• _Task goal_
How many lines of the records below contain the string "outline", counting only matches in the same case? Reply with the number alone.

• _Items_
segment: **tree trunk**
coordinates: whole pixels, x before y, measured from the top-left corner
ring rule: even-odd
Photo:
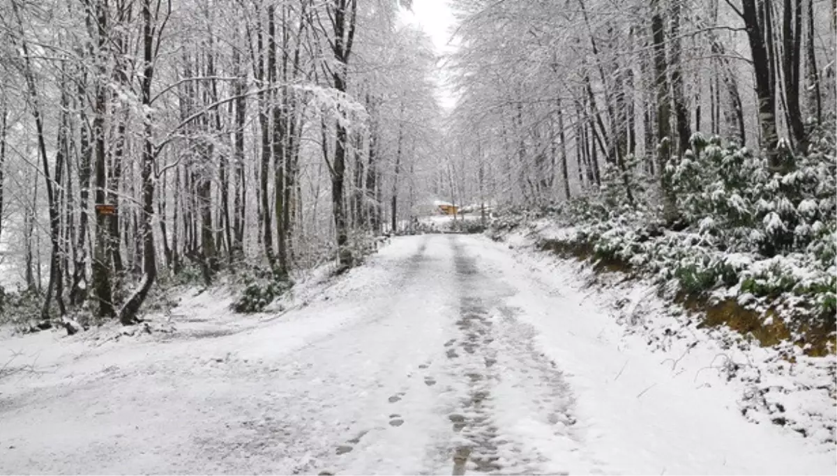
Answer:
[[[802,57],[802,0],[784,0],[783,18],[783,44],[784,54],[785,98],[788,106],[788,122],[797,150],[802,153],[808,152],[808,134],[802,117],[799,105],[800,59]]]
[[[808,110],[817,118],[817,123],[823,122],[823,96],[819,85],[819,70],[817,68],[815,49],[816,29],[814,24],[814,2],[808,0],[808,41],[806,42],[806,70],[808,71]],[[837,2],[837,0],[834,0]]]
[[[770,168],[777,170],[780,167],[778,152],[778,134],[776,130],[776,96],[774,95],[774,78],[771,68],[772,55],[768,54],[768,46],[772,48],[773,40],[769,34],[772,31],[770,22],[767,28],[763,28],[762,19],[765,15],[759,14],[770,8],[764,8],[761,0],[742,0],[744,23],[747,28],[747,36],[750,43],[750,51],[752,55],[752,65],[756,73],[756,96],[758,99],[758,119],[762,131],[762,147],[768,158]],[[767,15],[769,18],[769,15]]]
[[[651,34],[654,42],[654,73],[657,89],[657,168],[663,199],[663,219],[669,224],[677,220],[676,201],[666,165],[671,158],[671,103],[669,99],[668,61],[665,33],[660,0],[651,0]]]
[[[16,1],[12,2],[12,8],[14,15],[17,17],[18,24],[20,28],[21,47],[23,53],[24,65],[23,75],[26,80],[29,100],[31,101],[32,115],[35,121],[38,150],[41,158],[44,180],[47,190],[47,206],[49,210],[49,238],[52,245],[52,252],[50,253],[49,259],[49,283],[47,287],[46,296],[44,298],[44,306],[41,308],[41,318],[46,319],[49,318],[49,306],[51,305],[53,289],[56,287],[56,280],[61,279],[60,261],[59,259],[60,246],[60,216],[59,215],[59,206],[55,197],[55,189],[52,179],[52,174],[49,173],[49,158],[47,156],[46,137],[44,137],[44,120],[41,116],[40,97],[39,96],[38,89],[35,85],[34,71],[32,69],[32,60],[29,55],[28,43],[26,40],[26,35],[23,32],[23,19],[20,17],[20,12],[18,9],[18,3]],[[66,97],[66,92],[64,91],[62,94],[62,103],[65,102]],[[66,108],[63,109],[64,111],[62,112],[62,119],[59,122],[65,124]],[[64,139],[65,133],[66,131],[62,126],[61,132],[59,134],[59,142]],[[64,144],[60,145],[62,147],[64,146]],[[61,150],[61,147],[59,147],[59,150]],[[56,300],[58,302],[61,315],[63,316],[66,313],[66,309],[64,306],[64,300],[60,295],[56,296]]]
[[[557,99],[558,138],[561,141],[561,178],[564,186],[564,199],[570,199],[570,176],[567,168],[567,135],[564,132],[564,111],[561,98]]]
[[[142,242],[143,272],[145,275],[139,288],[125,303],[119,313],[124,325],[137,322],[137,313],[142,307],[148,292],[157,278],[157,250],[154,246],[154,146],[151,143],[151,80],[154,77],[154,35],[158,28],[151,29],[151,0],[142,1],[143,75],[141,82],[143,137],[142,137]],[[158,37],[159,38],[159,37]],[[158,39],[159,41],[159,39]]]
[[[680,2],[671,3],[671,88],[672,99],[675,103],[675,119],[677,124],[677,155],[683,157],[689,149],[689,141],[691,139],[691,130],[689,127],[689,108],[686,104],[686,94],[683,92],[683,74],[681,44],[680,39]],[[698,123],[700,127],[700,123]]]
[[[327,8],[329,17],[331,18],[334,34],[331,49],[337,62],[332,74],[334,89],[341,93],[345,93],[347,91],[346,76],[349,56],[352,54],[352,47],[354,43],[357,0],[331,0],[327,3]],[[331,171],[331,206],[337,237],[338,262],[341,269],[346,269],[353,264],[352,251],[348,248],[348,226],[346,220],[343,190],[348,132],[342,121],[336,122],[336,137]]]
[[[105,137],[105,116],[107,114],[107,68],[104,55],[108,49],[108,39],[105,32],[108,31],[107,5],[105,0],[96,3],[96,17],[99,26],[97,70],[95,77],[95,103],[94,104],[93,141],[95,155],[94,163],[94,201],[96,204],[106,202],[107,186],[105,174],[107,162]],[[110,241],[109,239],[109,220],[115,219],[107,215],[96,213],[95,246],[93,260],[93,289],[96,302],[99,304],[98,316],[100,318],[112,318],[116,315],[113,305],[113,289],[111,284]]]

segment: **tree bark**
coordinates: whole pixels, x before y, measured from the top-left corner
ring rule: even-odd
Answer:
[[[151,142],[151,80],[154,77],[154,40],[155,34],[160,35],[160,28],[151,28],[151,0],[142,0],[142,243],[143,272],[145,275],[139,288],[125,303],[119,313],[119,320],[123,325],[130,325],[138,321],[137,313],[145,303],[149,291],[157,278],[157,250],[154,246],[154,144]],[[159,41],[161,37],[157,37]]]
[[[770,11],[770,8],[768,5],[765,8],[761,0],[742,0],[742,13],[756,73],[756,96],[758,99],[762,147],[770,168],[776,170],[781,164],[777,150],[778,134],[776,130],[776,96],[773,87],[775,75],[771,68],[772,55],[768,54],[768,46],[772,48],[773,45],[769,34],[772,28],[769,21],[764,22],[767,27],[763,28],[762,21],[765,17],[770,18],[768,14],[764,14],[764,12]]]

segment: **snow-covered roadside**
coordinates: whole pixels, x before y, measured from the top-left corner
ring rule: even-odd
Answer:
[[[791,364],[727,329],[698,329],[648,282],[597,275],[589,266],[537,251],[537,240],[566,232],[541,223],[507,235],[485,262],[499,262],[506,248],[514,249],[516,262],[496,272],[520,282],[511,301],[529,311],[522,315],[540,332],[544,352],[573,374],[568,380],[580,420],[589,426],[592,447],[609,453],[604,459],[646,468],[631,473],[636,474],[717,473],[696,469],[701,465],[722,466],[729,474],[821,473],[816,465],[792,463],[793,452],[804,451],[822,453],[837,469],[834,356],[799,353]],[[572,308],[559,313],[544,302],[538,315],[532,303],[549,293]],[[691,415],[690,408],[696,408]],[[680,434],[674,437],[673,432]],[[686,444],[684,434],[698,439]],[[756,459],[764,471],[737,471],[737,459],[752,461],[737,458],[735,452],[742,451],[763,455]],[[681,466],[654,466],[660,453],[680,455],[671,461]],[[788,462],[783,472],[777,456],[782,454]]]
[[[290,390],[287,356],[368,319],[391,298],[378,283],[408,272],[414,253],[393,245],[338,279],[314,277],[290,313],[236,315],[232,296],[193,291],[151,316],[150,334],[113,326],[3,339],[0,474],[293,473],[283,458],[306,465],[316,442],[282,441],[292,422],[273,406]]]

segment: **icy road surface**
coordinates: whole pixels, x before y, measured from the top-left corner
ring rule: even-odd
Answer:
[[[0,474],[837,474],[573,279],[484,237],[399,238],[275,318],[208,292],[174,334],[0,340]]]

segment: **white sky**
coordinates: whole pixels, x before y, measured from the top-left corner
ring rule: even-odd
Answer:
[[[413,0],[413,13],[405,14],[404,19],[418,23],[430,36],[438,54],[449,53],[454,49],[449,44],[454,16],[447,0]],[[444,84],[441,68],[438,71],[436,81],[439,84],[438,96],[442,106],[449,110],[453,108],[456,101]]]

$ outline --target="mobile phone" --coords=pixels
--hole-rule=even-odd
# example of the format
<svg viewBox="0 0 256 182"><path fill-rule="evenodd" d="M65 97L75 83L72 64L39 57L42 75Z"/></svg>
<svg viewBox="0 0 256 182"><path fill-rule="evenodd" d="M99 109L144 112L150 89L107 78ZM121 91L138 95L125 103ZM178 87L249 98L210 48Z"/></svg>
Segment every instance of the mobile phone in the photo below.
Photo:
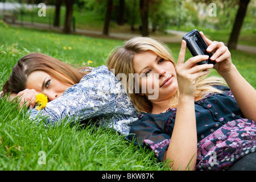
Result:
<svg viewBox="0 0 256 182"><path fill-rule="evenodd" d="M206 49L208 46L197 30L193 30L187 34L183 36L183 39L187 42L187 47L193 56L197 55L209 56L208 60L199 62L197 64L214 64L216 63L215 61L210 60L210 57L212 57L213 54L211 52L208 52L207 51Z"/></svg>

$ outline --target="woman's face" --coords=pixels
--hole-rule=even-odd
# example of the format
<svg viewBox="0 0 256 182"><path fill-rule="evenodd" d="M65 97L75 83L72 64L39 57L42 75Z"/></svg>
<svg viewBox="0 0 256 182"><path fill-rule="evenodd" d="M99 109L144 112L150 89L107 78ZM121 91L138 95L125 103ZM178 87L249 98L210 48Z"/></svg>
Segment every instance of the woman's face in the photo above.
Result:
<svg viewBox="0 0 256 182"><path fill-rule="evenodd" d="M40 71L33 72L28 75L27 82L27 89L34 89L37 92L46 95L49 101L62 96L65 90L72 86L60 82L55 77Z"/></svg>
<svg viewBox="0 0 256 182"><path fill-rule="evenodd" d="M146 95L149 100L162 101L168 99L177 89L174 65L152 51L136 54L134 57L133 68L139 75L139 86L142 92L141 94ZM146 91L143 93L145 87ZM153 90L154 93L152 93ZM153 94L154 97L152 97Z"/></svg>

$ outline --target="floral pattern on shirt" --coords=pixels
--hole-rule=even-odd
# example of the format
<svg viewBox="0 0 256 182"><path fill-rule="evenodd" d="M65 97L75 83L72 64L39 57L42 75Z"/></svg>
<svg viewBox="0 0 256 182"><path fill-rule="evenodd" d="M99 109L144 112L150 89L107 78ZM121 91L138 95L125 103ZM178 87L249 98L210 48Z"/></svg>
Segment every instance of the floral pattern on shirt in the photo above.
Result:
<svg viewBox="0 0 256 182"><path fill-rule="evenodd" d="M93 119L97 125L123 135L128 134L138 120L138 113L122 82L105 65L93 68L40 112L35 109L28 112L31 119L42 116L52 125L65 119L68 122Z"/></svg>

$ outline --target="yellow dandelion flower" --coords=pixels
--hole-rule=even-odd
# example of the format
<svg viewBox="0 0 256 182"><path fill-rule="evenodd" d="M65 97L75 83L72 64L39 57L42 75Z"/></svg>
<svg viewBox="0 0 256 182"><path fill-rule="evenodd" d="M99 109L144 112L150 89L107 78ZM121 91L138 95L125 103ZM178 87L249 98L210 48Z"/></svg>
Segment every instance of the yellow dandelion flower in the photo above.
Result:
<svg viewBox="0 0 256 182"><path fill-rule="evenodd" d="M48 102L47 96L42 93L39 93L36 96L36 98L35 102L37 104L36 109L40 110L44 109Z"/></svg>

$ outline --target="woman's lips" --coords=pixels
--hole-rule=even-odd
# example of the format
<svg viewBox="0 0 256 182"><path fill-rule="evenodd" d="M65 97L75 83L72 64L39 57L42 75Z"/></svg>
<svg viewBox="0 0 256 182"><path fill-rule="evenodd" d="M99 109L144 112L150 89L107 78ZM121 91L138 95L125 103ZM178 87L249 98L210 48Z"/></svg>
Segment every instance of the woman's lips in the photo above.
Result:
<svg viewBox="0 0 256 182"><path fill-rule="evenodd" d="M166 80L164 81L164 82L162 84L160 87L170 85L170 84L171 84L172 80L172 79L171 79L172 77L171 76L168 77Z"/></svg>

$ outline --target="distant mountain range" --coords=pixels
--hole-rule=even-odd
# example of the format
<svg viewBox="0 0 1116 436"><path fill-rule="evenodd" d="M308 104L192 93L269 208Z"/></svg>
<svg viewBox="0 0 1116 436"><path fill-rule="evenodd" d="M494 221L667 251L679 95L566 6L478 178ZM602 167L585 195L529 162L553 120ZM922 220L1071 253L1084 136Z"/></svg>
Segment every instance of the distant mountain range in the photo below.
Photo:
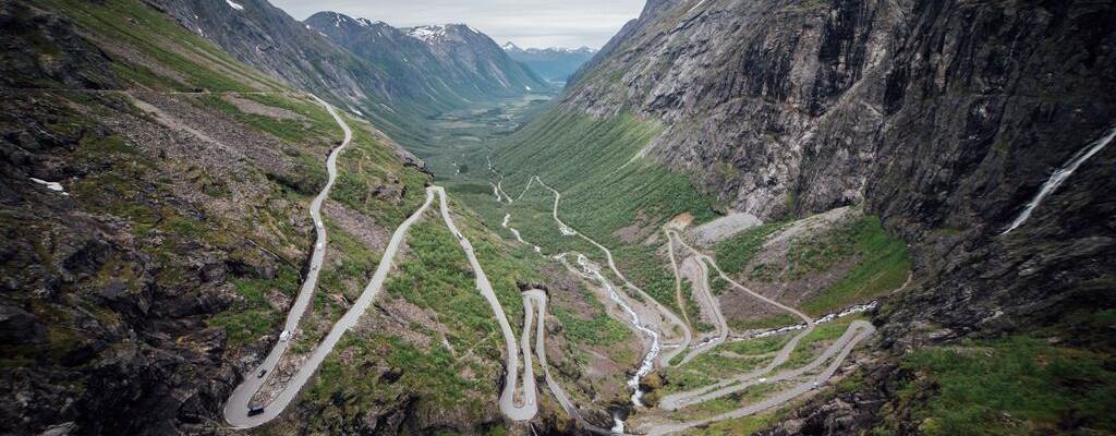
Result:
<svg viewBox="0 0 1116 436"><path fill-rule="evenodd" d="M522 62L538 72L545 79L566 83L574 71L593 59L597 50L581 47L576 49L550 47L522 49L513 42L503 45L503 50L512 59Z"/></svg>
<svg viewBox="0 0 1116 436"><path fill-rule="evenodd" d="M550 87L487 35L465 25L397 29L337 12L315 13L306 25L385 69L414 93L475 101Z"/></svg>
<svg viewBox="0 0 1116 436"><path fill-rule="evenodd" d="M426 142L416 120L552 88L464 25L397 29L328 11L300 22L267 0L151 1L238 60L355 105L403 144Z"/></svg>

• _Output of the exercise_
6